Whether elections are called is in Netanyahu's hands

POLITICAL AFFAIRS: Netanyahu will decide if elections take place on November 17 or in the first half of 2021. Either way, it looks like that’s where Israel is headed.

PRIME MINISTER Benjamin Netanyahu is seen preparing to give a statement at Ben-Gurion airport. (photo credit: EMIL SALMAN/REUTERS)
PRIME MINISTER Benjamin Netanyahu is seen preparing to give a statement at Ben-Gurion airport.
(photo credit: EMIL SALMAN/REUTERS)
Prime Minister Benjamin Netanyahu managed to surprise even the MKs in his own Likud faction on Wednesday morning, when he took a major step toward initiating a November 17 election.
Until 9:40 a.m. that morning, the six Likud MKs on the Knesset Finance Committee thought they would be voting in favor of the budget deadline extension bill that would prevent the Knesset from being automatically dispersed at midnight next Monday night, 100 days after the government’s formation.

# GIVEN ENTRIES
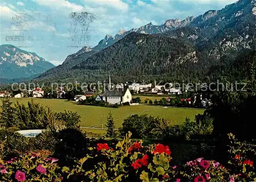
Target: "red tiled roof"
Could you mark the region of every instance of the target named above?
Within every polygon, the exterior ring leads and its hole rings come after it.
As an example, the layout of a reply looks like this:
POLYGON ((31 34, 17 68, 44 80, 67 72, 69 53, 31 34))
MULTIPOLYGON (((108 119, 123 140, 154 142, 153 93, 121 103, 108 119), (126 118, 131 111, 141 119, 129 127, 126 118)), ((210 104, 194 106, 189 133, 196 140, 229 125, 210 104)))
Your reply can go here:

---

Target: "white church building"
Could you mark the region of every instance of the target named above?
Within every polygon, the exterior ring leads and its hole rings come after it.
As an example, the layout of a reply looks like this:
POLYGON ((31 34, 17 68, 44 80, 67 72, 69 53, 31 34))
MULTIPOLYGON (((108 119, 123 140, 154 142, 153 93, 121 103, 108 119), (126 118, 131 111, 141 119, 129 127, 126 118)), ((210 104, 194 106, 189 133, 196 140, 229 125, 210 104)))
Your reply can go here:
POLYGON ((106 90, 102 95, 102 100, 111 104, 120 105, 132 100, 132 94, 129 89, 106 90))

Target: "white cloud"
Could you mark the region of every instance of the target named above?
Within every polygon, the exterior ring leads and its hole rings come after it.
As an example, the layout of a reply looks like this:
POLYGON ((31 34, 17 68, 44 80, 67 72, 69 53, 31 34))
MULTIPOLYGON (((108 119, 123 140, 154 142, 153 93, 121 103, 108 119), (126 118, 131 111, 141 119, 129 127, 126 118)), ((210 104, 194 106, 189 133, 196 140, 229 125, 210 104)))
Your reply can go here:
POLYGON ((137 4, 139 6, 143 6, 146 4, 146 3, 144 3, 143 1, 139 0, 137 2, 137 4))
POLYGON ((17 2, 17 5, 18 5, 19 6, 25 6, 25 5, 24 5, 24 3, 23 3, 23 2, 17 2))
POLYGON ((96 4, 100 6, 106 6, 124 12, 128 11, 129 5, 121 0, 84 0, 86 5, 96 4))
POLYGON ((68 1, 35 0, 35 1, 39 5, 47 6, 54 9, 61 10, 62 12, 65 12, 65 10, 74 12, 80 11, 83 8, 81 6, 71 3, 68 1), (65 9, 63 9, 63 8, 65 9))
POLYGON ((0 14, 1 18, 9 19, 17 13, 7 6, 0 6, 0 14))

# PARTS OF THE EXERCISE
**1.** According to the article on Israeli elections, how many Likud MKs sit on the Knesset Finance Committee?
**2.** Reproduce the article on Israeli elections word for word, from "Whether elections are" to "Israel is headed.".

# COMPLETED EXERCISE
**1.** Six.

**2.**
Whether elections are called is in Netanyahu's hands

POLITICAL AFFAIRS: Netanyahu will decide if elections take place on November 17 or in the first half of 2021. Either way, it looks like that’s where Israel is headed.